++++ Data supplied

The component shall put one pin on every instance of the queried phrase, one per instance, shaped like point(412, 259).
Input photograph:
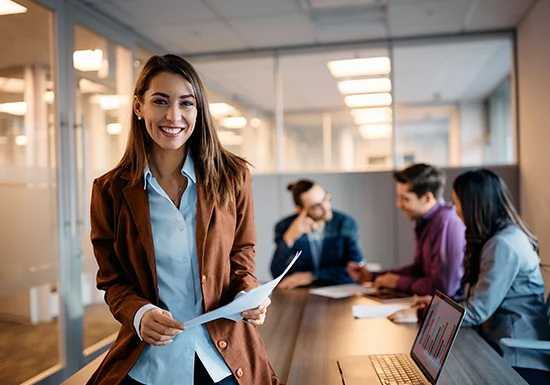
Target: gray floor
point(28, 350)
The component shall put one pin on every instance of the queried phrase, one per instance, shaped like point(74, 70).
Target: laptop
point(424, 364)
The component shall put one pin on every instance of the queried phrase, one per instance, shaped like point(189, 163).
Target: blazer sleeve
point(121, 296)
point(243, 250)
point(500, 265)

++++++++
++++ Data supplied

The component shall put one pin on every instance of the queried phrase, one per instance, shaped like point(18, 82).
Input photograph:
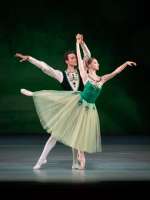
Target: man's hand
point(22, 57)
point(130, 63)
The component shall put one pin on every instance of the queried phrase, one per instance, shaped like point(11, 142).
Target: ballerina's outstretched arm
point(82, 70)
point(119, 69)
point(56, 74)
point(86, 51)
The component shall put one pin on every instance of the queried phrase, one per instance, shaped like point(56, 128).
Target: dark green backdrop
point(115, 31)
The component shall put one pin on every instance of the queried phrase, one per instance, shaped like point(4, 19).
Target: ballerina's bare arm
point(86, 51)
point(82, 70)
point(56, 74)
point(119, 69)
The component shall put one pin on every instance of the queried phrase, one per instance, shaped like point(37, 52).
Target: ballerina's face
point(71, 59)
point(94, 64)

++++++++

# [Task description]
Wherever a line of the material has the word "every", add it to a tally; give only the final number.

# [Result]
8